I always thought RALPH stood for the "Royal Association for the Longevity and Preservation of 'The Honeymooners,'" a fan group here in New York that was established when Channel 11 decided to stop showing reruns.

Was I mistaken?

I would be honored by your reply.

--- Joel Friedland

Dear Joel:

Like love, the name RALPH means many things to many people.

If it speaks to you of Ralph Kramden and a television program that ceased to exist some fifty years ago, that is exactly as it should be. That's what you want so it's what we want too.

However, we should also like to remind you that names are just names. Thus, a Buddhist master might ask you, "Who were you before you were Joel Friedland?"

--- Lolita Lark

Subject: Thanks to the Uterus


Thanks to a poem about a uterus, I have discovered RALPH.

One of the e-mailing lists I am on is about shopping at thrift stores, and for some strange reason, one of the members decided to post Lucille Clifton's poem called 'Poem to My Uterus.' It was a good poem, and it reminded me of another poem about growing old that had appeared in a past issue of The Fessenden Review about 15 years ago.

So I spent an hour or so, going through my past issues of Fessenden Review, trying to locate this poem. I did finally find it --- it was by Sue Saniel Elkind, and the final line is about gnarled fingers leaving marks of passion on her lover's back.

I discovered Fessenden Review fairly late --- I think I subscribed, and then the magazine soon folded. Fortunately, one of the wiser things I had done in my life was to send for a complete set of back issues, which provided me with great pleasure --- enough so that I have kept all of those past issues.

→ **Requirement 1**: Please reproduce the passage of the RALPH letters between "Subject: Thanks to" and "15 years ago.", inclusive.
→ **Requirement 2**: In the RALPH letters, who wrote the poem called "Poem to My Uterus"?
→ **Requirement 3**: Go on with the RALPH letters from the point where they stop.
The rows that come next are separate material and not part of the RALPH letters.

(Items stored from a collection)
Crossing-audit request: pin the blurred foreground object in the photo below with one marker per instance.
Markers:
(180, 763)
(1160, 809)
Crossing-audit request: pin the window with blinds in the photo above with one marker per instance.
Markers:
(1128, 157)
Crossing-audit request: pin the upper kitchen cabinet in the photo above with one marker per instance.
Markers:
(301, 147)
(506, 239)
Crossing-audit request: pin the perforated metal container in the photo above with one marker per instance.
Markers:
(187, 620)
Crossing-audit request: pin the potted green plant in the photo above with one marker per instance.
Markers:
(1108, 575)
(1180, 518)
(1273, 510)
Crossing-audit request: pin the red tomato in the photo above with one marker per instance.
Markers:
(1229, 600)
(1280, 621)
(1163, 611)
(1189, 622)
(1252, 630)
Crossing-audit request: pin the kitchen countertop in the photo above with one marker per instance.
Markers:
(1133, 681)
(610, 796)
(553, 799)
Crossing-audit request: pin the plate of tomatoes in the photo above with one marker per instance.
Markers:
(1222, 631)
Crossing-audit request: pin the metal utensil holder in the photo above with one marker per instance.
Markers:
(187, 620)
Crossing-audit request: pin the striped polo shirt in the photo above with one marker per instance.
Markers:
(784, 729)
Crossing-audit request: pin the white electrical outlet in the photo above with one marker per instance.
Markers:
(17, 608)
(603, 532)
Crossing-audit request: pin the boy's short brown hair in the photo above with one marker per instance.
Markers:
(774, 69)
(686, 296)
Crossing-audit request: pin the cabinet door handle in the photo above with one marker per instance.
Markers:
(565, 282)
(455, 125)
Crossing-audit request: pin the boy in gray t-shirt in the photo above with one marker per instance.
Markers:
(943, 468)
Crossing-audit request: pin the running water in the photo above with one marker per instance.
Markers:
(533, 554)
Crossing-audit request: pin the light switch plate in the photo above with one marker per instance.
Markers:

→ **Expected output 1**:
Subject: Thanks to the Uterus


Thanks to a poem about a uterus, I have discovered RALPH.

One of the e-mailing lists I am on is about shopping at thrift stores, and for some strange reason, one of the members decided to post Lucille Clifton's poem called 'Poem to My Uterus.' It was a good poem, and it reminded me of another poem about growing old that had appeared in a past issue of The Fessenden Review about 15 years ago.

→ **Expected output 2**: Lucille Clifton

→ **Expected output 3**:
Today was a slow day at work, so I was cruising the web, and decided to enter Fessenden Review to see what I could find, and was greatly surprised to find the website for RALPH. Anyway, to make a long story short, I've decided that I will send you a check for $25, so that I can be added to the RALPH mailing list.

By the way, I remember that when the Fessenden Review folded, the subscribers were offered many options to finalize things. I believe one of the options was a partial subscription to The Sun. It took a while, but I eventually started receiving my Sun issues, and now the Sun is my favorite magazine. Thanks for prodding me a bit to subscribe to it.

Also, there are a very small number of magazines that I have sent away for back issues. They are The Fessenden Review, Coevolution/Whole Earth Review, The Sun, and Gnosis. I'm not just some sluttish reader willing to send money for any old magazines --- I only do this for magazines of high quality that really speak to my heart, the ones that will respect me in the morning when I stay up way too late into the night reading from their pages.

All the above is a way to say "Thank You So Much" for finding some way of continuing the spirit of Fessenden Review, and also to tell you that a check will soon be on its way to you.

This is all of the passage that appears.